### Document extract
--- BEGIN ---
# Catalogue back up stuck



## Alex Mac (Sep 22, 2019)

Hi guys,
I wonder if you might be able to help please.
Just got back from holiday and have been importing a fair few images, about 1000.
After doing a fair bit of work, I thought i would exit and make a back up catalogue, which I normally do to a USB stick.
But it seems to get stuck, as below:





When I then cancel it, it just gets stuck again, I left a good 5 mins, the only way to shut it down was via the task manager.
I have tried a different USB stick, but its the same.
Afterwards, if I check the USB stick the folder seems to be there:




Once I have closed it down via task manger, then I reopen Lightroom, then I get this message?






I would just feel a lot happier, if I knew it can completed a back catalogue, fully and correctly.
Thanks for any advice or help,
alex


----------



## Alex Mac (Sep 22, 2019)
--- END ---
(Records of labeled boxes)
--- BEGIN ---
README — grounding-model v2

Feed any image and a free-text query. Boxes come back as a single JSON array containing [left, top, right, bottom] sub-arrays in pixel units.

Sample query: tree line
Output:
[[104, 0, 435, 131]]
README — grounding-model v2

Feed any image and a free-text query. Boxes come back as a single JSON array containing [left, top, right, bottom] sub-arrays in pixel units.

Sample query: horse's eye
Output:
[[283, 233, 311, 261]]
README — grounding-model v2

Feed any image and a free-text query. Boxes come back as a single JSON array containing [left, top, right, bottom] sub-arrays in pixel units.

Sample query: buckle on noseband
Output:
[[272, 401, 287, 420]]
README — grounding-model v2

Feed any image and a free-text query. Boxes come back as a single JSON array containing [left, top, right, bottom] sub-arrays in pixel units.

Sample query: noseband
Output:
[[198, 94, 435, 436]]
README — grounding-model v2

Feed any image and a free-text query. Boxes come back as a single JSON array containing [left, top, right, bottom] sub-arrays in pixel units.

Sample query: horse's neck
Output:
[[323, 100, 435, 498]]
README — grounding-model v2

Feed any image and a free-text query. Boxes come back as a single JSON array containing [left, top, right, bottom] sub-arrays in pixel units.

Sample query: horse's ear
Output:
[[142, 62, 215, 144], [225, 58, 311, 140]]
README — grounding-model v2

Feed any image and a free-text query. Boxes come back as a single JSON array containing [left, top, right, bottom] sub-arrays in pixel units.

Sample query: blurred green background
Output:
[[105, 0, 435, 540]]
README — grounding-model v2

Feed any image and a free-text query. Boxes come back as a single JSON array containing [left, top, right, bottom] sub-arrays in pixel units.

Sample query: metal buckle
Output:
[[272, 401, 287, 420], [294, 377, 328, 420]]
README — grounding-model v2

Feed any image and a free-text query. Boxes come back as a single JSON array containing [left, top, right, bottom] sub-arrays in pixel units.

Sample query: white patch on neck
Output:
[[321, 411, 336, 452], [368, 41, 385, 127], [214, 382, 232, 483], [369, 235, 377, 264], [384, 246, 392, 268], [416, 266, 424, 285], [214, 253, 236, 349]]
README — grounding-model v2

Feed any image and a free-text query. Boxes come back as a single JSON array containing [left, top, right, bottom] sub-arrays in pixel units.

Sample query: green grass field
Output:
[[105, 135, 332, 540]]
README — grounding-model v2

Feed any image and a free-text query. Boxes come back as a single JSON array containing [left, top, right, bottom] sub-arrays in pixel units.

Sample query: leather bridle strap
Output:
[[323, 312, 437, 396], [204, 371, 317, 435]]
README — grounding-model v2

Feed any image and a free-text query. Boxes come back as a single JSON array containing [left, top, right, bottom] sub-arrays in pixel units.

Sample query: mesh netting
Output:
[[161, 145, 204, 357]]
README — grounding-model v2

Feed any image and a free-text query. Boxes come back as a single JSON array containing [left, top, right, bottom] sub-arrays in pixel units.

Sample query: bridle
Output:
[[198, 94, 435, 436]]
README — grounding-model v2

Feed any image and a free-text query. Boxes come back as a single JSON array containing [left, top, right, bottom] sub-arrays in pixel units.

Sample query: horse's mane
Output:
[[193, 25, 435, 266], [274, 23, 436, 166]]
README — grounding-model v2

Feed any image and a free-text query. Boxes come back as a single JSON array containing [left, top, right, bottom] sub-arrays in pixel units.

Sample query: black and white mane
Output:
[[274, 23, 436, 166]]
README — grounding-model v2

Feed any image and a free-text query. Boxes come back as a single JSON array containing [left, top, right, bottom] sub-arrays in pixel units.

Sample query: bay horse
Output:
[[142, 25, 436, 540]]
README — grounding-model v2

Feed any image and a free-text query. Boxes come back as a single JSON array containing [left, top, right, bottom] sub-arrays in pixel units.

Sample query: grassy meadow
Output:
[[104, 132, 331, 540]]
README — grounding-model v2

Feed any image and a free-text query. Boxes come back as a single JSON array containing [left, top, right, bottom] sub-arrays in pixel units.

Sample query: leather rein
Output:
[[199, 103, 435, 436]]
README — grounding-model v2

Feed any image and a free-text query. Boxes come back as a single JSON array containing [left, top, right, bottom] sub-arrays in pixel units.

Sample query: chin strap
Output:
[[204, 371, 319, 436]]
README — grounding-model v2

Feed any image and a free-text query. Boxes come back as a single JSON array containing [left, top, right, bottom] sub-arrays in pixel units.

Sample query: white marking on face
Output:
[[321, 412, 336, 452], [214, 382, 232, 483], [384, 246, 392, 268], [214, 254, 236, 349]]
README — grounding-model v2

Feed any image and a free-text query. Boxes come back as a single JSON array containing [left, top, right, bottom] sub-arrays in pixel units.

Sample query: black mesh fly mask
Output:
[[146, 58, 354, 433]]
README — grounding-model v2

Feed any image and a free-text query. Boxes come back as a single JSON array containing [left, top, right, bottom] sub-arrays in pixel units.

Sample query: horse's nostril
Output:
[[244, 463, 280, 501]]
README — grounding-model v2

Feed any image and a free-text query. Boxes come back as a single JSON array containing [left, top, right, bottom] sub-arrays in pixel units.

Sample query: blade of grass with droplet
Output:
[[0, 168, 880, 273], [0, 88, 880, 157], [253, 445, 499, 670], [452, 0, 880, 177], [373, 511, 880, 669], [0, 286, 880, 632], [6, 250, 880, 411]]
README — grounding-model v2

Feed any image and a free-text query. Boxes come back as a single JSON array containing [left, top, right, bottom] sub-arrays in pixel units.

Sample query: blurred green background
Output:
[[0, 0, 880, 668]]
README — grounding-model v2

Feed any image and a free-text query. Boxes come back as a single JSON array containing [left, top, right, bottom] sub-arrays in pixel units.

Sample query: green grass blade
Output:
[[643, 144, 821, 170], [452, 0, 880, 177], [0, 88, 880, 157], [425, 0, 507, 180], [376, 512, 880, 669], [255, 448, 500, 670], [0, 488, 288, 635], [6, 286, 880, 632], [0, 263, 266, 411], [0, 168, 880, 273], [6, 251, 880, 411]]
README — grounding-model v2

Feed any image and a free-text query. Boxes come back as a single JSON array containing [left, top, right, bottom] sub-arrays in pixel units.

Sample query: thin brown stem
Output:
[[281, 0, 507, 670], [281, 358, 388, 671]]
--- END ---
### Required task
Using the forum post about the stuck catalogue backup, answer these:
1. About how many images were imported after the holiday?
2. Where is the backup catalogue normally saved?
3. After the backup was canceled, how long was it left before it was shut down through the task manager?

### Result of the exercise
1. About 1000 images were imported.
2. It is normally saved to a USB stick.
3. It was left for a good 5 minutes.